### WHAT IS ASKED
Answer these from the passage on building the CO2 electrolysis cell:
1. What was the effective electrode area of each cell?
2. At what temperature and for how long was the cathode slurry calcined?
3. What was screen-printed onto the electrode surfaces as the current collector?

### ARTICLE
+ + + + +
High-temperature CO2 electrolysis was carried out using an LSGM electrolyte-supported single cell. Anode and cathode slurries were applied to the LSGM electrolyte via screen printing. The effective electrode area of each cell was ~0.5 cm2, and the thickness of the electrode was ~20 μm. After applying the anode slurry centrally onto the LSGM and calcining at 1100 °C for 2 h, electrospun LSCF fibers37 were mechanically mixed with Ru-SDC28 in a 1:1 mass ratio. This mixture was blended with ethyl cellulose and terpineol to form the cathode slurry, which was applied and calcined at 1050 °C for 2 h. Ag paste was screen-printed onto the electrode surfaces as the current collector and sintered at 600 °C for 1 h, completing the fabrication of the LSGM electrolyte-supported CO2 electrolysis cell.
+ + + + +
### DATASET EXCERPTS
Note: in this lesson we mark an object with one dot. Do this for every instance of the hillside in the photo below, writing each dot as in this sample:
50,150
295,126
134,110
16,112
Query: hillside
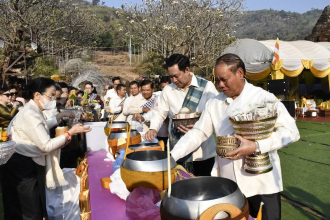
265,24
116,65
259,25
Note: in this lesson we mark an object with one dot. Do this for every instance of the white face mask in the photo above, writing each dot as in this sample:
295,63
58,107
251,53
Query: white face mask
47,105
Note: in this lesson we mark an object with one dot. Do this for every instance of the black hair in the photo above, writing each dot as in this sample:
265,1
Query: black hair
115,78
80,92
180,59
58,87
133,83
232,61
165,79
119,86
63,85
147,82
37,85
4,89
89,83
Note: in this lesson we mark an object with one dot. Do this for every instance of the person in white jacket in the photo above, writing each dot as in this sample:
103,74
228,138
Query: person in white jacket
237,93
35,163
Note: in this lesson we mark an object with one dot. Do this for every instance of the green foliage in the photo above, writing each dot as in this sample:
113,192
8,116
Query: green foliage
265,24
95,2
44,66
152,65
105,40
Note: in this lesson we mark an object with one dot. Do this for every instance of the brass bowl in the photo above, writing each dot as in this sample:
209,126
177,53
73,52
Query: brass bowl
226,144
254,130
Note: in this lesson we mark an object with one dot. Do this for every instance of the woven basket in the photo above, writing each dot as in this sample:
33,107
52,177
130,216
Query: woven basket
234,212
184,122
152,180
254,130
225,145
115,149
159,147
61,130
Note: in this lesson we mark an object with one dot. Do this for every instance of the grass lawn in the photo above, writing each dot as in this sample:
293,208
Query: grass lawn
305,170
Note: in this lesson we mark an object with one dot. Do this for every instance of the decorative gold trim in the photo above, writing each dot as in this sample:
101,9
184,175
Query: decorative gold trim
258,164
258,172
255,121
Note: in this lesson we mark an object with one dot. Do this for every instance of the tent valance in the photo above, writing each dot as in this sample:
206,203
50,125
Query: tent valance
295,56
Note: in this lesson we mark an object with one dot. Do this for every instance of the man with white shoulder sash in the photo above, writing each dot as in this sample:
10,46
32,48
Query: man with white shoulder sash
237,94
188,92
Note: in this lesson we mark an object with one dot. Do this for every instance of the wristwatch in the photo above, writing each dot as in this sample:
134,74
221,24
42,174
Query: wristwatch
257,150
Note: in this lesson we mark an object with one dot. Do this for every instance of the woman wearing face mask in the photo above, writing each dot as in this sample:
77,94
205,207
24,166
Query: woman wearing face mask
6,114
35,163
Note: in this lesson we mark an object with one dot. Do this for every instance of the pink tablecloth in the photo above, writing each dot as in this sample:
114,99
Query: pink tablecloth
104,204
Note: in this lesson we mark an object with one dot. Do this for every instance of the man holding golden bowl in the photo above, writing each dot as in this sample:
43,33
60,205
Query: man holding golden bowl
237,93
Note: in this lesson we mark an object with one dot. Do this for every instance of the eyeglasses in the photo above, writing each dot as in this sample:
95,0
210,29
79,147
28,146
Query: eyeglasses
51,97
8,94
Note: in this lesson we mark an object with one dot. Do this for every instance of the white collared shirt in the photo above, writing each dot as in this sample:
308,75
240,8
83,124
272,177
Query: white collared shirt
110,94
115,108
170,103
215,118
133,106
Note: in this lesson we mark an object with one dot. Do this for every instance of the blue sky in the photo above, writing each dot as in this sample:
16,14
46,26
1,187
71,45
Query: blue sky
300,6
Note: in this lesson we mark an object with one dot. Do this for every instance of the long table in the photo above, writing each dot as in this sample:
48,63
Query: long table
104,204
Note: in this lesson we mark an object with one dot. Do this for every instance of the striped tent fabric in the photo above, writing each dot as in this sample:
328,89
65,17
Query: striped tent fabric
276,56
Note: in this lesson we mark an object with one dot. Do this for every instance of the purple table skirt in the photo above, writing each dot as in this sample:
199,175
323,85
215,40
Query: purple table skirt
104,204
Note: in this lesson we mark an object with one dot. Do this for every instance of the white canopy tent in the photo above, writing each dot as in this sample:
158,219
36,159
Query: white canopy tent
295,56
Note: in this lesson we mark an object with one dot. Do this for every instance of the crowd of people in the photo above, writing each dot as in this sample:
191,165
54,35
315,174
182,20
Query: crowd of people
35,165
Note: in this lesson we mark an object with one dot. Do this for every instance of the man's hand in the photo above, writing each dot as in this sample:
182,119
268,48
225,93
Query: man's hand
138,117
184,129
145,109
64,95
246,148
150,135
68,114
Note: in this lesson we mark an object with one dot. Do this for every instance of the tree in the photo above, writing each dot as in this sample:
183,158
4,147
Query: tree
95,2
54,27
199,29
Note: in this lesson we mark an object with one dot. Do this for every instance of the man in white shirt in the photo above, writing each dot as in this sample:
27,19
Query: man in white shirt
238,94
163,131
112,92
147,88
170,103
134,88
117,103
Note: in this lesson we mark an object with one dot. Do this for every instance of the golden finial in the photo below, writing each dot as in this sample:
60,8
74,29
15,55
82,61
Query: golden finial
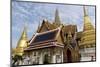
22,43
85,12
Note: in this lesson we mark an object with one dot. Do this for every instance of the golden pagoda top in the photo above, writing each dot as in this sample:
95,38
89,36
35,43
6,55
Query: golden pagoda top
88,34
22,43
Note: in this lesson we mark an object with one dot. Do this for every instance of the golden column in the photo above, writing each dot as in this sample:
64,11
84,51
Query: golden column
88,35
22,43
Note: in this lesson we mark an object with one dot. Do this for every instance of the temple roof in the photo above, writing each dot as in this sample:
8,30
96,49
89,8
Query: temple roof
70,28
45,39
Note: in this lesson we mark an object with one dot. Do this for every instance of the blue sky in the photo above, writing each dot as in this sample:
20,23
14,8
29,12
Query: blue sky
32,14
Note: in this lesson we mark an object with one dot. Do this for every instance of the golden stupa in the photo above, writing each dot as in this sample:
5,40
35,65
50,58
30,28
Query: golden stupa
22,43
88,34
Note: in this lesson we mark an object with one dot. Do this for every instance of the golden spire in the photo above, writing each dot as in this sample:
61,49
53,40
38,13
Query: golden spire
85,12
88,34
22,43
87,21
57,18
+ + + + +
### THE RESULT
1. About 0.5 cm2.
2. At 1050 °C for 2 h.
3. Ag paste.